(Object outline annotations)

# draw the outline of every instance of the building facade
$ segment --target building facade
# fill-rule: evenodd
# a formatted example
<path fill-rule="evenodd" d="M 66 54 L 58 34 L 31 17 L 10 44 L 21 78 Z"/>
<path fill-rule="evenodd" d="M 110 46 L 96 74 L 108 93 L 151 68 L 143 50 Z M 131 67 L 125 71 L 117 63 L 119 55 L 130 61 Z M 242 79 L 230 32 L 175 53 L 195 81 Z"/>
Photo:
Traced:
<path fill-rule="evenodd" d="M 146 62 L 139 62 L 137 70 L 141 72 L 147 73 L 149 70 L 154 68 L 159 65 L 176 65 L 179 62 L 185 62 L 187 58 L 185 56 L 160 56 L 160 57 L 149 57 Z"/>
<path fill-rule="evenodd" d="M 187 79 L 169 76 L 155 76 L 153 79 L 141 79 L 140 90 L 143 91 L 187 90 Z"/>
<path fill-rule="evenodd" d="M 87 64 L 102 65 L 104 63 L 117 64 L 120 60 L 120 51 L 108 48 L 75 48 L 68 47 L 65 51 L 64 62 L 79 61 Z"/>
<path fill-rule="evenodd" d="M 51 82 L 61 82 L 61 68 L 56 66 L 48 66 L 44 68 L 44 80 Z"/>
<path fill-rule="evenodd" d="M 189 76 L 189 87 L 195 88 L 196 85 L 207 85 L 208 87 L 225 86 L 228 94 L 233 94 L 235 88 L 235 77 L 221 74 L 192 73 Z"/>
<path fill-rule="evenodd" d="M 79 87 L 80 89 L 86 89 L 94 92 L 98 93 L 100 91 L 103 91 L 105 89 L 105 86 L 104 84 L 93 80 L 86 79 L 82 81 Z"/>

__STATED PROBLEM__
Reproduce all of the entries above, substituting "shop front" for "building facade" at every occurrence and leaving everything else unchanged.

__CORRECT RESULT__
# draw the outline of every instance of the shop front
$ segment --target shop front
# fill-rule: evenodd
# a formatted example
<path fill-rule="evenodd" d="M 66 54 L 58 34 L 31 17 L 10 44 L 21 78 Z"/>
<path fill-rule="evenodd" d="M 110 46 L 96 74 L 108 93 L 151 68 L 143 50 Z M 131 67 L 125 71 L 117 63 L 119 55 L 130 61 Z M 242 79 L 230 32 L 175 53 L 195 81 Z"/>
Photo:
Traced:
<path fill-rule="evenodd" d="M 146 62 L 139 62 L 137 70 L 141 72 L 147 73 L 149 70 L 154 68 L 159 65 L 176 65 L 179 62 L 185 62 L 187 58 L 185 56 L 160 56 L 160 57 L 149 57 Z"/>
<path fill-rule="evenodd" d="M 187 79 L 169 76 L 155 76 L 153 79 L 141 79 L 140 90 L 143 91 L 187 90 Z"/>
<path fill-rule="evenodd" d="M 87 64 L 102 65 L 104 63 L 117 64 L 120 60 L 120 51 L 108 48 L 75 48 L 68 47 L 65 51 L 64 62 L 79 61 Z"/>
<path fill-rule="evenodd" d="M 51 82 L 61 82 L 61 68 L 56 66 L 48 66 L 44 68 L 44 80 Z"/>
<path fill-rule="evenodd" d="M 189 76 L 189 87 L 195 88 L 196 85 L 207 85 L 208 87 L 225 86 L 228 94 L 233 94 L 235 88 L 235 77 L 221 74 L 192 73 Z"/>
<path fill-rule="evenodd" d="M 79 87 L 80 89 L 86 89 L 94 92 L 98 93 L 100 91 L 103 91 L 105 89 L 105 86 L 104 84 L 93 80 L 86 79 L 82 81 Z"/>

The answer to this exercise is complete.